• _EXERCISE INSTRUCTIONS_: Pull out every line in the items below that contains the string "target", and copy each such line in full.

• _PROVIDED DATA_:
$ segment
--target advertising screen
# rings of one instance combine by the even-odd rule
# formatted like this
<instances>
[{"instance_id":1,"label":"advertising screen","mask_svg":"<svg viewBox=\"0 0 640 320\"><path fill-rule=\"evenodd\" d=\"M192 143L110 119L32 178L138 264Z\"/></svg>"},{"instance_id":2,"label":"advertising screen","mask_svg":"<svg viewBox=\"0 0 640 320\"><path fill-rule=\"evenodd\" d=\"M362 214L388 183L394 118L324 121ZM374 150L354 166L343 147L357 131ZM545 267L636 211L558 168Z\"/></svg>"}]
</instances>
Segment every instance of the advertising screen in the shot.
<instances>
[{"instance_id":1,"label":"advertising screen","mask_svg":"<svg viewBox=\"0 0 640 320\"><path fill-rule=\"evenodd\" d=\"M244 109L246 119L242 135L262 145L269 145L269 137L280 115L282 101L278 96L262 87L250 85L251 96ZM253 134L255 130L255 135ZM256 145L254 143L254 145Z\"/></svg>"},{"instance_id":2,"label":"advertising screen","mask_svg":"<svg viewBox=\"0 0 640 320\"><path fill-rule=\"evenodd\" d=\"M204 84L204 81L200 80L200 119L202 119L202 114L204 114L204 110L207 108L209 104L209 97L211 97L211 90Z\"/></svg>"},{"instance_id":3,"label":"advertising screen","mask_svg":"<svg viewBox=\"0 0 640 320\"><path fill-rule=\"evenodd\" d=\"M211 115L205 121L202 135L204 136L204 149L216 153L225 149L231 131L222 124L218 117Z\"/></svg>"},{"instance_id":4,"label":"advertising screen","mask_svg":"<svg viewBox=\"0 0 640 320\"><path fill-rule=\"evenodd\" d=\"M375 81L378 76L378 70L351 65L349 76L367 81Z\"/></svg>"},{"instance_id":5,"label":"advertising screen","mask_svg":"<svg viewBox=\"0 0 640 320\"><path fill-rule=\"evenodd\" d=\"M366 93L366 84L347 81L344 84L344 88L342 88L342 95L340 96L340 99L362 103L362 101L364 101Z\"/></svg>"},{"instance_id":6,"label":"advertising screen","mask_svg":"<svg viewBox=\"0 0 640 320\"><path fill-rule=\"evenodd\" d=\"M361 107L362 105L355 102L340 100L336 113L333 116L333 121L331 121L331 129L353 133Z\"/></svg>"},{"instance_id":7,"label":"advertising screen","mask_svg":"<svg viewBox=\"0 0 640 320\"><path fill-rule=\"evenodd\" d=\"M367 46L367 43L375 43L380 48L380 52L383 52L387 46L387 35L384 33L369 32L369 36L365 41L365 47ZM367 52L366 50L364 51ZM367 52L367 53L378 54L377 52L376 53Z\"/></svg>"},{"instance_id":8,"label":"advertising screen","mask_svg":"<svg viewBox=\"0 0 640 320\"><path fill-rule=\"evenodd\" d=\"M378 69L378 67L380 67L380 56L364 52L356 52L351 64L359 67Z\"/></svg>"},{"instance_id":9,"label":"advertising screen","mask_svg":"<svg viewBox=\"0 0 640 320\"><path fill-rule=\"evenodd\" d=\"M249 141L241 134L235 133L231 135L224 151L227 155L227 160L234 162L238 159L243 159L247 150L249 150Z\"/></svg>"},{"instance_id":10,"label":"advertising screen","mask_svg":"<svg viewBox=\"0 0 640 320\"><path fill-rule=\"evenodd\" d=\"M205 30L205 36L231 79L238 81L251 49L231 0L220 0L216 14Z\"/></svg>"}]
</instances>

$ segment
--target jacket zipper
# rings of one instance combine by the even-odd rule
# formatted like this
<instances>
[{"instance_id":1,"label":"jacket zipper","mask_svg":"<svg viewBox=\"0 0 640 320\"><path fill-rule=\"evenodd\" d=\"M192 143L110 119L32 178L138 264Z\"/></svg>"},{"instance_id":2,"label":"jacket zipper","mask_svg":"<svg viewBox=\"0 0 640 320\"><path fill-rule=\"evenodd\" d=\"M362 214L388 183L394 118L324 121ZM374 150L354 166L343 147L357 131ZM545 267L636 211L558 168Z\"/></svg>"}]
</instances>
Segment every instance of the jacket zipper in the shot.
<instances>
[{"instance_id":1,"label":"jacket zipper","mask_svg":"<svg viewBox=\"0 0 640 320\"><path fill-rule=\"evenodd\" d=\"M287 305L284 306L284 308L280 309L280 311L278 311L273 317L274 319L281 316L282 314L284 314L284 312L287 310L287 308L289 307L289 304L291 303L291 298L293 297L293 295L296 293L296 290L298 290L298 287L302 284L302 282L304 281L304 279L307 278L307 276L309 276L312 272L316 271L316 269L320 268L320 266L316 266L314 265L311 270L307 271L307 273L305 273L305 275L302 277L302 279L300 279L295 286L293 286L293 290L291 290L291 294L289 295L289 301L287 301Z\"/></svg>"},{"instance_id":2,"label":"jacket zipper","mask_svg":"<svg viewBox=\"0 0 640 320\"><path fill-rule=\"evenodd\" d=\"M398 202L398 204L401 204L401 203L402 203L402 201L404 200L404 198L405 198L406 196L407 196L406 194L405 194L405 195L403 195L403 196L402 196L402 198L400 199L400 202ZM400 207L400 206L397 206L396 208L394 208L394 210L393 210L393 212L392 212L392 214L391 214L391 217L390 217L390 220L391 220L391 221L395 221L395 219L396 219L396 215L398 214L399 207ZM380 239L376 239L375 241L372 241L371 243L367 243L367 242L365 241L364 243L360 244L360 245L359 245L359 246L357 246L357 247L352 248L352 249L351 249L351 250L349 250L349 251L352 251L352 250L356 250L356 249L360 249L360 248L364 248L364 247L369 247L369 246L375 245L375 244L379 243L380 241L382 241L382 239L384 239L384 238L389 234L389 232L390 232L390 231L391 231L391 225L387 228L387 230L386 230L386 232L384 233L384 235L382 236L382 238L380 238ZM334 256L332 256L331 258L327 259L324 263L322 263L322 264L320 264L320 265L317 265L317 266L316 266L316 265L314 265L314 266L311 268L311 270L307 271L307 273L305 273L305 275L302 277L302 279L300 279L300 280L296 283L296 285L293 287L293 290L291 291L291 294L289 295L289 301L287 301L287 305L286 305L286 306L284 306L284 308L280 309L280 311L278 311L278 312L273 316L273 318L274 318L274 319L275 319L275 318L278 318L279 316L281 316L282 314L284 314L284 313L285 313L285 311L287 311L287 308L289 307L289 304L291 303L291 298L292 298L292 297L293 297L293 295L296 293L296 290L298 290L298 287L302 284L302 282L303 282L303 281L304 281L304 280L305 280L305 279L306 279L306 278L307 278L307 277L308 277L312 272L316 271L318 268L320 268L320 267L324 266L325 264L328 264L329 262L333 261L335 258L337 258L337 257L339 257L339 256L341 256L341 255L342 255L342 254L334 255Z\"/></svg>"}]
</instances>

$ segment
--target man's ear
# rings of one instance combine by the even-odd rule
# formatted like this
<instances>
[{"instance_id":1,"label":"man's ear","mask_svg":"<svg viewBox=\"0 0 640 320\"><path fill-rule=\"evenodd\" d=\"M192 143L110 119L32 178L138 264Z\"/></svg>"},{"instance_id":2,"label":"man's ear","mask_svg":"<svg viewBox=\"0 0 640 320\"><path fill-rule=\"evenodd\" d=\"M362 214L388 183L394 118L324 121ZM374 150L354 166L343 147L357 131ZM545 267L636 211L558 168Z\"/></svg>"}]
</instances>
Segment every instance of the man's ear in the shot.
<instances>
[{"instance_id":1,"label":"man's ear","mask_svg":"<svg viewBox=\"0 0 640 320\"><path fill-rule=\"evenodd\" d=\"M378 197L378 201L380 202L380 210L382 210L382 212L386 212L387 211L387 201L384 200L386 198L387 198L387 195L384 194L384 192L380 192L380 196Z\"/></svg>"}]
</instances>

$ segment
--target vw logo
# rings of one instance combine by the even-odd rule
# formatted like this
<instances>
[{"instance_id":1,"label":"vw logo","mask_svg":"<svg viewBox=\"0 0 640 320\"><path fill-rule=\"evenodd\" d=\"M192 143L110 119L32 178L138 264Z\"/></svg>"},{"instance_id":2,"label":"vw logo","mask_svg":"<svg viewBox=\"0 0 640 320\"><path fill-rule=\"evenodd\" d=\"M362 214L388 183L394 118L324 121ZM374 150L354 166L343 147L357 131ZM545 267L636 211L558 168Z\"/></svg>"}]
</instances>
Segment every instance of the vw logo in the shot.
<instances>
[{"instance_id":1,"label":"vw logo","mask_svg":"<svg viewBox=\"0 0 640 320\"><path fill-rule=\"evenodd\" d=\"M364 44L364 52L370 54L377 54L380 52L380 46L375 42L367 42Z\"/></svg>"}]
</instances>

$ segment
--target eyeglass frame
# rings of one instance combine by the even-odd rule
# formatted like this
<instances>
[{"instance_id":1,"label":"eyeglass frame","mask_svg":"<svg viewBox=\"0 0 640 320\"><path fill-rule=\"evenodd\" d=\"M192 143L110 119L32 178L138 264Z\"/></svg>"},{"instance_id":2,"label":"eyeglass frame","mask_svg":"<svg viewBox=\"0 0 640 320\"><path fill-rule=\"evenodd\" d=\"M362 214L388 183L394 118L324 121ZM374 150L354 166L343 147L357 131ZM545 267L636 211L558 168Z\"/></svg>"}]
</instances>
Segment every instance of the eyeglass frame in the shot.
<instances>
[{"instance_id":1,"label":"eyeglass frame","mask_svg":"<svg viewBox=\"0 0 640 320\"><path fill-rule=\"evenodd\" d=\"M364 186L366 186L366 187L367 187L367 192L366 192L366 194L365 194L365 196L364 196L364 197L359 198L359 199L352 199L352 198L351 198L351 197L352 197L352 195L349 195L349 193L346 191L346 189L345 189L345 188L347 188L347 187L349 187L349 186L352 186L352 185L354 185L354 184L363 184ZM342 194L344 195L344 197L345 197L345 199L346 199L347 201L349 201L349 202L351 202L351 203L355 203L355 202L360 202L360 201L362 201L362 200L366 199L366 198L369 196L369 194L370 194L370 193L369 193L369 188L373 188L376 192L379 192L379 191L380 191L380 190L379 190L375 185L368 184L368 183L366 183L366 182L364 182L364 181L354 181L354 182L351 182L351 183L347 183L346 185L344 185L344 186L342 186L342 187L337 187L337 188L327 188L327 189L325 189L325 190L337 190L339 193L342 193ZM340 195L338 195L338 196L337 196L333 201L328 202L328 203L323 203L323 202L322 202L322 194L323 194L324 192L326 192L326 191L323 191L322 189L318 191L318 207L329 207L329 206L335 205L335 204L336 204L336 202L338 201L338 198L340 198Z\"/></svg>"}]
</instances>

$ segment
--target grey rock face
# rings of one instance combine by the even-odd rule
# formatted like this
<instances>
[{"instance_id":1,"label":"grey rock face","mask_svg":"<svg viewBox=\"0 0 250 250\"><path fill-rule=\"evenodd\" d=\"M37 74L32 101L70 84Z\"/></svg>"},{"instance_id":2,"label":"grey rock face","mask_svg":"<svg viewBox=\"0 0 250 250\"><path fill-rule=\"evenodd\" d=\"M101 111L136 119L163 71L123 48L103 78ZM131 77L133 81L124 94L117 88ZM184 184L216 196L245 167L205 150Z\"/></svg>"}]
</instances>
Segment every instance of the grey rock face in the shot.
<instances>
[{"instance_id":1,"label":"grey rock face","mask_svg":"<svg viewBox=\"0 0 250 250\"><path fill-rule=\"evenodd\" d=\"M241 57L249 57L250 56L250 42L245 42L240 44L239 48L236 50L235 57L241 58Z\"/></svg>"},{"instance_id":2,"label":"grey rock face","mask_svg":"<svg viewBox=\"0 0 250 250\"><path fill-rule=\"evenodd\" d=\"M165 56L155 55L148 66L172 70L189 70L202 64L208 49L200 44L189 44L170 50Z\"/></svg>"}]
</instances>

• _CORRECT OUTPUT_:
--target advertising screen
--target jacket zipper
--target man's ear
--target vw logo
--target eyeglass frame
--target grey rock face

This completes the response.